[THE EXERCISE] Can you copy out all of the lines below, word for word and without changing anything?
● ● ● ●
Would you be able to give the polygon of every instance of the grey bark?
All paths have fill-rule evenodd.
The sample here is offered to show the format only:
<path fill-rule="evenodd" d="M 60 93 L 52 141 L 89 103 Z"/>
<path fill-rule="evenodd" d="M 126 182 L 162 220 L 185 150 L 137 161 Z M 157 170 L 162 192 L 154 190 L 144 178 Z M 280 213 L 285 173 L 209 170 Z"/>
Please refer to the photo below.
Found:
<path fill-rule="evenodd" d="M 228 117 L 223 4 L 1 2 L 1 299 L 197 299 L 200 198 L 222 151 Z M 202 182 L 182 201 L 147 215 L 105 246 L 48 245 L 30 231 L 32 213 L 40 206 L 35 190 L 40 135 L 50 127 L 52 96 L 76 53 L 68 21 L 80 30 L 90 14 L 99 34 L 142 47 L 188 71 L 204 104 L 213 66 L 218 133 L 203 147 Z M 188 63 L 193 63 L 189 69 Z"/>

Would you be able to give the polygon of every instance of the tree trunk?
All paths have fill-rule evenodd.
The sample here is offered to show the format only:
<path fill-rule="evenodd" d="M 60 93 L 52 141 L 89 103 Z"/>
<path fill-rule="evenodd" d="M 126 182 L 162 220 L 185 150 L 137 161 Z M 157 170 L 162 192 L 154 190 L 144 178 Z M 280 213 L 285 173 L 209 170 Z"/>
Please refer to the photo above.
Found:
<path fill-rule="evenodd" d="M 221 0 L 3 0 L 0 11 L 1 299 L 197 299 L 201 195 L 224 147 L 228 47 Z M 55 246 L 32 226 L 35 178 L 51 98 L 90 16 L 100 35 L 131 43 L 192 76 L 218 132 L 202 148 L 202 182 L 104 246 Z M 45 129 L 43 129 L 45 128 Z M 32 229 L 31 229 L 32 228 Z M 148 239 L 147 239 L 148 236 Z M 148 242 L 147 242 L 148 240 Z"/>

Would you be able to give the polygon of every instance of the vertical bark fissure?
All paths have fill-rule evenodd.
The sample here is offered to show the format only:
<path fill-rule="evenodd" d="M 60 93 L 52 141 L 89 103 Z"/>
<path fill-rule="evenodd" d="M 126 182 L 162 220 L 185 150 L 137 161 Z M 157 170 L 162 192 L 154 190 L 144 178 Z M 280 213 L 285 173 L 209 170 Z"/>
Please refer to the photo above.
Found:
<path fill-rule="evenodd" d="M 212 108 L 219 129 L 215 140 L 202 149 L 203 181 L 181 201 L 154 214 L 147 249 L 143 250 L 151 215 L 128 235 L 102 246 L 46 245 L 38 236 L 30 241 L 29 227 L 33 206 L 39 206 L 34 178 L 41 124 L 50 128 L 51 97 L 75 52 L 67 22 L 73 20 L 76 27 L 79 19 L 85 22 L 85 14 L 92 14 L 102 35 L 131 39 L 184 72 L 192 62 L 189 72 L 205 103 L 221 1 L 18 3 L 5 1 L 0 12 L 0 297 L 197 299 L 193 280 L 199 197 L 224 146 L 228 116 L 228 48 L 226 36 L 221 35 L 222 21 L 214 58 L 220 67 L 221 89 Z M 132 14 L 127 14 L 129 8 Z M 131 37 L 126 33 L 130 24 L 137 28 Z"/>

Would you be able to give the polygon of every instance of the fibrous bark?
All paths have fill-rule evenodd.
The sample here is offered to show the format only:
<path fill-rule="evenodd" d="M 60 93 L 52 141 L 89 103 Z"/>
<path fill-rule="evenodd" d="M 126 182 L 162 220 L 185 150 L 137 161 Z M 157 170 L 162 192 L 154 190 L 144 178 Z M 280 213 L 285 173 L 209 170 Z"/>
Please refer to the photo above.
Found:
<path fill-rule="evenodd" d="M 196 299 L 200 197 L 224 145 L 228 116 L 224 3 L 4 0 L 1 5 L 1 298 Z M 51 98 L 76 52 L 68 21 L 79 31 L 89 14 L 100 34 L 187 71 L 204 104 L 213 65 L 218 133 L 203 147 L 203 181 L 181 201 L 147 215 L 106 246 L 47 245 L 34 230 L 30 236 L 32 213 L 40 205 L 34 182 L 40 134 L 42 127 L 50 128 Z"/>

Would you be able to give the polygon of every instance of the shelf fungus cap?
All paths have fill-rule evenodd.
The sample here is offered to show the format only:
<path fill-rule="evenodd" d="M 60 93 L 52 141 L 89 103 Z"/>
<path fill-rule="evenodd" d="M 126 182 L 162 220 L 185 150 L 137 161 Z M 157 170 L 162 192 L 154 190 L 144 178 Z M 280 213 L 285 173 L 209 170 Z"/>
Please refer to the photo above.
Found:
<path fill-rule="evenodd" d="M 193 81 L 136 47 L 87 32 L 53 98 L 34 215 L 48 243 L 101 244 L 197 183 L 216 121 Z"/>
● ● ● ●
[FULL ANSWER]
Would you be able to give the polygon of every instance of the grey bark?
All paths have fill-rule evenodd.
The sample here is offered to show the format only:
<path fill-rule="evenodd" d="M 60 93 L 52 141 L 89 103 Z"/>
<path fill-rule="evenodd" d="M 126 182 L 162 220 L 185 150 L 137 161 Z M 157 170 L 162 192 L 154 190 L 144 178 Z M 280 213 L 285 173 L 209 170 Z"/>
Please refer to the photo below.
Found:
<path fill-rule="evenodd" d="M 228 117 L 223 4 L 1 2 L 1 299 L 197 299 L 200 198 L 222 151 Z M 202 182 L 182 201 L 147 215 L 105 246 L 48 245 L 30 231 L 32 213 L 40 206 L 35 190 L 40 135 L 50 127 L 52 96 L 76 53 L 68 21 L 80 30 L 90 14 L 99 34 L 142 47 L 188 71 L 204 104 L 213 66 L 218 133 L 203 147 Z M 188 63 L 193 63 L 189 69 Z"/>

Would you be able to give the polygon of every instance of the tree trunk?
All paths have fill-rule evenodd.
The sample here is offered to show the format only:
<path fill-rule="evenodd" d="M 60 93 L 52 141 L 89 103 Z"/>
<path fill-rule="evenodd" d="M 126 182 L 162 220 L 185 150 L 137 161 Z M 157 170 L 162 192 L 154 190 L 144 178 Z M 280 213 L 285 173 L 209 170 Z"/>
Please refer to the photo above.
Found:
<path fill-rule="evenodd" d="M 221 0 L 3 0 L 0 11 L 1 299 L 197 299 L 201 195 L 224 147 L 228 47 Z M 55 246 L 32 226 L 35 178 L 51 98 L 90 16 L 100 35 L 131 43 L 192 76 L 218 132 L 202 148 L 202 182 L 104 246 Z M 45 129 L 43 129 L 45 128 Z M 32 229 L 31 229 L 32 228 Z M 148 239 L 147 239 L 148 236 Z M 148 242 L 147 242 L 148 240 Z"/>

Would you be able to give the polygon of every instance of the vertical bark fissure?
All paths have fill-rule evenodd.
The sample here is offered to show the format only:
<path fill-rule="evenodd" d="M 60 93 L 52 141 L 89 103 Z"/>
<path fill-rule="evenodd" d="M 126 182 L 162 220 L 185 150 L 137 161 Z M 157 170 L 162 192 L 154 190 L 144 178 Z M 280 213 L 285 173 L 209 170 Z"/>
Please refer to the photo above.
Found:
<path fill-rule="evenodd" d="M 212 108 L 219 129 L 215 140 L 202 149 L 203 181 L 181 201 L 154 214 L 147 249 L 143 250 L 151 215 L 128 235 L 102 246 L 46 245 L 38 236 L 30 241 L 29 227 L 33 206 L 39 206 L 34 178 L 41 124 L 50 128 L 51 97 L 75 52 L 67 22 L 73 20 L 76 27 L 79 19 L 85 22 L 85 14 L 92 14 L 102 35 L 131 39 L 184 72 L 192 62 L 189 72 L 205 103 L 221 1 L 18 3 L 5 1 L 0 12 L 0 297 L 197 299 L 193 280 L 199 197 L 224 146 L 228 116 L 228 48 L 226 36 L 221 35 L 222 21 L 214 58 L 220 67 L 221 89 Z M 132 14 L 127 14 L 129 8 Z M 131 37 L 126 33 L 130 24 L 137 28 Z"/>

Would you be able to give the polygon of every instance of the fibrous bark?
All paths have fill-rule evenodd.
The sample here is offered to show the format only:
<path fill-rule="evenodd" d="M 60 93 L 52 141 L 89 103 Z"/>
<path fill-rule="evenodd" d="M 126 182 L 162 220 L 185 150 L 137 161 Z M 157 170 L 162 192 L 154 190 L 144 178 Z M 280 213 L 285 173 L 209 170 Z"/>
Please refer to the photo above.
Found:
<path fill-rule="evenodd" d="M 196 299 L 200 197 L 224 145 L 228 116 L 224 3 L 4 0 L 1 5 L 1 298 Z M 51 98 L 76 52 L 68 21 L 79 31 L 89 14 L 100 34 L 187 71 L 204 104 L 213 65 L 218 133 L 203 147 L 203 181 L 181 201 L 147 215 L 106 246 L 47 245 L 34 230 L 30 236 L 32 213 L 40 205 L 34 182 L 40 134 L 42 127 L 50 128 Z"/>

Would you be able to give the polygon of every instance of the shelf fungus cap?
All paths have fill-rule evenodd.
The sample here is offered to show the format only:
<path fill-rule="evenodd" d="M 60 93 L 52 141 L 89 103 Z"/>
<path fill-rule="evenodd" d="M 126 182 L 162 220 L 185 150 L 137 161 Z M 157 170 L 162 192 L 154 190 L 144 178 Z M 280 213 L 285 173 L 209 170 Z"/>
Please refer to the photo above.
Found:
<path fill-rule="evenodd" d="M 193 81 L 136 47 L 87 32 L 53 98 L 34 215 L 48 243 L 101 244 L 197 183 L 216 121 Z"/>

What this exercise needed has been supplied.